THE EXERCISE
Count the lines in the entries below that contain the word "countertop", and reply with that number alone.

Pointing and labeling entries
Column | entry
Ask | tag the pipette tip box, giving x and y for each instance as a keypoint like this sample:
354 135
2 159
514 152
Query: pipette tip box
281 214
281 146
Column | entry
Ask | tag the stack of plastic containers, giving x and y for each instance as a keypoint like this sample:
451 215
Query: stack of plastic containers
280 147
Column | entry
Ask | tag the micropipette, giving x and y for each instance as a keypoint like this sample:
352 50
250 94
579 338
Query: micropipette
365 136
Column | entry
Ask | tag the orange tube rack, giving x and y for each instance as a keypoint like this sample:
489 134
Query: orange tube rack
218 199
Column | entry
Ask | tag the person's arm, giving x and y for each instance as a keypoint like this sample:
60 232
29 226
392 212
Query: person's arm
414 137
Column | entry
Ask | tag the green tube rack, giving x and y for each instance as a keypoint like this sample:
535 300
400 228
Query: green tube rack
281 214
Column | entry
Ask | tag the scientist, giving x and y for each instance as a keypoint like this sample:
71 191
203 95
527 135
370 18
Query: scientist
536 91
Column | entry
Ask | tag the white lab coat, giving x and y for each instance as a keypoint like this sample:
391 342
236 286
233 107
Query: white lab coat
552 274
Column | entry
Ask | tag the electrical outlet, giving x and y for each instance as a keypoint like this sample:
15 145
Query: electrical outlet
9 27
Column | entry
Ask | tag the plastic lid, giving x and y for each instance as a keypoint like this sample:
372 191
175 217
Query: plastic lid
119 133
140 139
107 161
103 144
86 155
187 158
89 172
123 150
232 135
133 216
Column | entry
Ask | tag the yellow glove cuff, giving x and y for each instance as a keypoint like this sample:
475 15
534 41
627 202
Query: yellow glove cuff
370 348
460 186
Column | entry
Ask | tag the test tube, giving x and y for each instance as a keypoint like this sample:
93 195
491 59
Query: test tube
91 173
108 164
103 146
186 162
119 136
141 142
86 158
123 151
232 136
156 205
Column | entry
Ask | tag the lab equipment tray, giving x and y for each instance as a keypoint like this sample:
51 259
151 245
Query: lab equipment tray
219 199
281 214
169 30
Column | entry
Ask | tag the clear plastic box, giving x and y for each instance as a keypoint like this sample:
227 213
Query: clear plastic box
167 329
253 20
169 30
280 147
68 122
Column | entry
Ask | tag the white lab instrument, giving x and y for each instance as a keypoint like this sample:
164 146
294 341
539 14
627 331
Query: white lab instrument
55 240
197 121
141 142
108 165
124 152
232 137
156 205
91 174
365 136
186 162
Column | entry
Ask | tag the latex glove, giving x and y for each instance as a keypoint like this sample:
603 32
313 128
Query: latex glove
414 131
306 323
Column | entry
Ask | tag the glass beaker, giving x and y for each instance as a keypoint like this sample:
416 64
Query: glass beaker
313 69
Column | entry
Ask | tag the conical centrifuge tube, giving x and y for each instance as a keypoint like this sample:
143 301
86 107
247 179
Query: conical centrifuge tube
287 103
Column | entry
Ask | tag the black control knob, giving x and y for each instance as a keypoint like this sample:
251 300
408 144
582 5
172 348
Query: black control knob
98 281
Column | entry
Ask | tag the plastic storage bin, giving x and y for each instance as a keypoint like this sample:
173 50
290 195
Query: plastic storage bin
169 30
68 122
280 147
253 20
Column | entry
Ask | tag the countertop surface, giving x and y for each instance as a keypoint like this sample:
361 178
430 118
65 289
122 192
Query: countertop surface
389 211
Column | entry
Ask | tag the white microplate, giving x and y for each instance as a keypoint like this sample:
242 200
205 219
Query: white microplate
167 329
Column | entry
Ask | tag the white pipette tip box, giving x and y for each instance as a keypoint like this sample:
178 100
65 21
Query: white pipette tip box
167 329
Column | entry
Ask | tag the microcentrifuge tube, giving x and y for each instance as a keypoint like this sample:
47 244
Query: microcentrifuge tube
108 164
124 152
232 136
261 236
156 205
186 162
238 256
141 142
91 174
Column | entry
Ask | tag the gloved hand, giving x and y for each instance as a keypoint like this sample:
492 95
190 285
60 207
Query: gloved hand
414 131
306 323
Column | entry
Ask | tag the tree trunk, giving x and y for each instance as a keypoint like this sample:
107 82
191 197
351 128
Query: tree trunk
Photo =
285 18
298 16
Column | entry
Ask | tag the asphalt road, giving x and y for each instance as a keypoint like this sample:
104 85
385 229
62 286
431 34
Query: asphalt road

THE REPLY
2